Your instructions – Rewrite everything from the line containing "Check that each instance of the side" down to the last of the lines, swapping "keypoint" for "marker" and keeping all else the same.

Given data –
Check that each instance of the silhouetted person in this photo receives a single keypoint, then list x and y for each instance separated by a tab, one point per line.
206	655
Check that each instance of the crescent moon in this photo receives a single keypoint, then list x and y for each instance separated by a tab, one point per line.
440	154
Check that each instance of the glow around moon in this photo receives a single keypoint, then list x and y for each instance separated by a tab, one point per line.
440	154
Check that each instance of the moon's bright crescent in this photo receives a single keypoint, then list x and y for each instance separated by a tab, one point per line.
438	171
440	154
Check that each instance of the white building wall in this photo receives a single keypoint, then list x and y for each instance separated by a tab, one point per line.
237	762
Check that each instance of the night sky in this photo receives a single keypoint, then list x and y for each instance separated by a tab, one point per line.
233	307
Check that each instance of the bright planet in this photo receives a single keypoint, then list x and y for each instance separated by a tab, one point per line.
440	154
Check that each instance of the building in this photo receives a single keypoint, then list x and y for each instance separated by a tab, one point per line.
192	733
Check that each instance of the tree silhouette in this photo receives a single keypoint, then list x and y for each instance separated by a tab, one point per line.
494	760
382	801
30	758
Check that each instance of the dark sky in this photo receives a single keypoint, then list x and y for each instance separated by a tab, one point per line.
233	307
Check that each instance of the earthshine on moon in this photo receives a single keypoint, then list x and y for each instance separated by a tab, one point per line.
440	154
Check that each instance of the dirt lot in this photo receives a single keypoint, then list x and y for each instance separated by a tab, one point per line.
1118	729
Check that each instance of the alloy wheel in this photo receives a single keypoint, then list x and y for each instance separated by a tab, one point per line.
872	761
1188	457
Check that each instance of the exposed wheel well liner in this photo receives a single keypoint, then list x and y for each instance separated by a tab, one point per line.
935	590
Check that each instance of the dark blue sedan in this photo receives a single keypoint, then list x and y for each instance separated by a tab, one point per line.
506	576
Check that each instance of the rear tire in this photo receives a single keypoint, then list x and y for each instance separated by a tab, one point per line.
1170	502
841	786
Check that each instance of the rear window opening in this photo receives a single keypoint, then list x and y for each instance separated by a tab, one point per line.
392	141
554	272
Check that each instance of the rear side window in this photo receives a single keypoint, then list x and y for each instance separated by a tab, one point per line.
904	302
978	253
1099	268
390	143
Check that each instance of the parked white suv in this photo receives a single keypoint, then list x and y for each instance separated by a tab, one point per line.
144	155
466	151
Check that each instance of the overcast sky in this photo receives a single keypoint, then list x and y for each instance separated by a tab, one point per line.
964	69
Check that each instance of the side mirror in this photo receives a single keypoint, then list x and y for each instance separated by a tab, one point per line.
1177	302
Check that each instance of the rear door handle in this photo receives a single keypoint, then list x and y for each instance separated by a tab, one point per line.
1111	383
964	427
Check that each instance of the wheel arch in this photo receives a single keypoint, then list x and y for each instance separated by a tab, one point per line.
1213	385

Solution for this exercise –
Check that each instance of the side mirror in this photo receives a single marker, then list x and y for each instance separated by a tab, one point per line.
1177	302
Check that each instance of the rear door handle in this photo receives a single marker, then list x and y for each instance separated by a tab, one point per line.
1111	383
964	427
Check that each instance of the wheel arch in this photo receives a single marker, then list x and y for each instance separated by a tab, one point per line.
1213	385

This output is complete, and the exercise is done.